■ **REQUIREMENT 1**
Answer these questions from the text on the Lake Urumiyeh protests:
(a) How many people were detained at the iftar in the Tabriz home of Sadeq Avazpur?
(b) What did the police fire to break up the crowd, according to the witness and others?
(c) What do official reports mainly blame the lake's drying on?
■ **REQUIREMENT 2**
Continue the text on the Lake Urumiyeh protests from its last sentence.

■ **PASSAGE FOR REVIEW**
-------
The latest round of arrests began August 24 when authorities detained 30 people gathered for iftar in the Tabriz home of Sadeq Avazpur. Among those arrested were his two sons, who are well known locally for their activism and previous arrests.
Police also clashed with protestors in other areas of the province, including the Yekanin Bazaar, Aghdash and Darvazeh-Shapur areas of Urumiyeh city, according to the Human Rights Activists News Agency.
Thousands of protestors who had gathered in Urumiyeh City were chanting slogans like, “Lake Urumiyeh gives life, Majlis orders its death,” and, “Let us cry so that with our tears we replenish Lake Urumiyeh.”
A witness present at the protest later told Human Rights Watch the police beat protestors with batons and fired teargas. He and others said the protests were largely peaceful, but several demonstrators fought back when the police used teargas and fired rubber bullets to break up the crowd.
There have been reports of serious injury and even death, but Human Rights Watch has been unable to ascertain the validity of these reports.
For years the authorities and pro-government newspapers have rejected any administrative responsibility for the lake’s drying, citing instead global warming as the main factor. Official reports blame the drying mainly on a decade-long drought, and only peripherally on consumption of water of the feeding rivers for farming.
But many others disagree with this assessment.
The first alarm over the lake’s shrinking came in the 1990s amid a nagging drought. Nonetheless, the government pressed on with the construction of dozens of dams and a roadway over the lake between Tabriz and Urumiyeh, for which no environmental feasibility study was conducted.
Environmentalists believe the project worsened the lake’s health by acting as a barrier to water circulation.
-------
■ **SOURCE DATA**
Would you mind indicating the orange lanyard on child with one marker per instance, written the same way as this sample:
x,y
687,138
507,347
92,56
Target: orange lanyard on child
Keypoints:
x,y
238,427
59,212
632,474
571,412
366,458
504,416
-------
■ **REPLY 1**
(a) 30 people.
(b) Teargas and rubber bullets.
(c) A decade-long drought.

■ **REPLY 2**
Nasser Agh, who teaches at Tabriz Sahand University, suggested miscalculations led to a late reaction to save the lake.
“Experts believed it would be a 10-year drought cycle, at first,” he said. But the drought still persists, with devastating effects.
In the early 2000s, academic research concluded that the lake could face the same destiny as the Aral Sea in Kazakhstan and Uzbekistan, which has been steadily shrinking since rivers that feed it were diverted by Soviet irrigation projects in the 1960s. It is now less than one-tenth its original size.
Hassan Abbas-nejad, an official of the Environmental Protection Organization in West Azerbaijan, reported several months ago that the deepest part of the lake is now only two meters (six 1/2 feet), and warned against increased salinity and calamitous problems for the region’s ecology and climate.
The reduction of the oxygen level from shrinkage threatens the survival of the only living creature in the lake, the artemia or brine shrimp, which serves as a food source for flamingos and other migratory birds.
Meanwhile, the governor of West Azerbaijan province asked Iranians to remain alert to plots by the enemies of the revolution. Lake Urumiyeh’s fame has spread beyond Iran’s borders, he said, commenting that although Iranians are worried about its condition, similar expressions from foreign media are a thinly veiled attempt to incite the people against the government.
The governor is not alone in his complaints against foreign provocation. Several publications have denounced what they call a Voice of America report saying the Iranian government wants to dry out the lake so it can get to uranium deposits on the lakebed.
Tensions over the lake also played out on the soccer field when the Azerbaijan-based Teraktor-sazi downed Tehran’s Esteqlal September 9, putting Teraktor-sazi on top of the national standings and prompting nationalist chants and demands for the more water for Lake Urumiyeh.
Urumiyeh, however, is hardly Iran’s only pressing environmental issue.
Esfahan’s Zayandeh River is frequently dry, and the iconic Si-o Seh Pol bridge is cracked. There is a call in Esfahan for people to wear black armbands Friday to draw attention to the plight of the city’s two landmarks.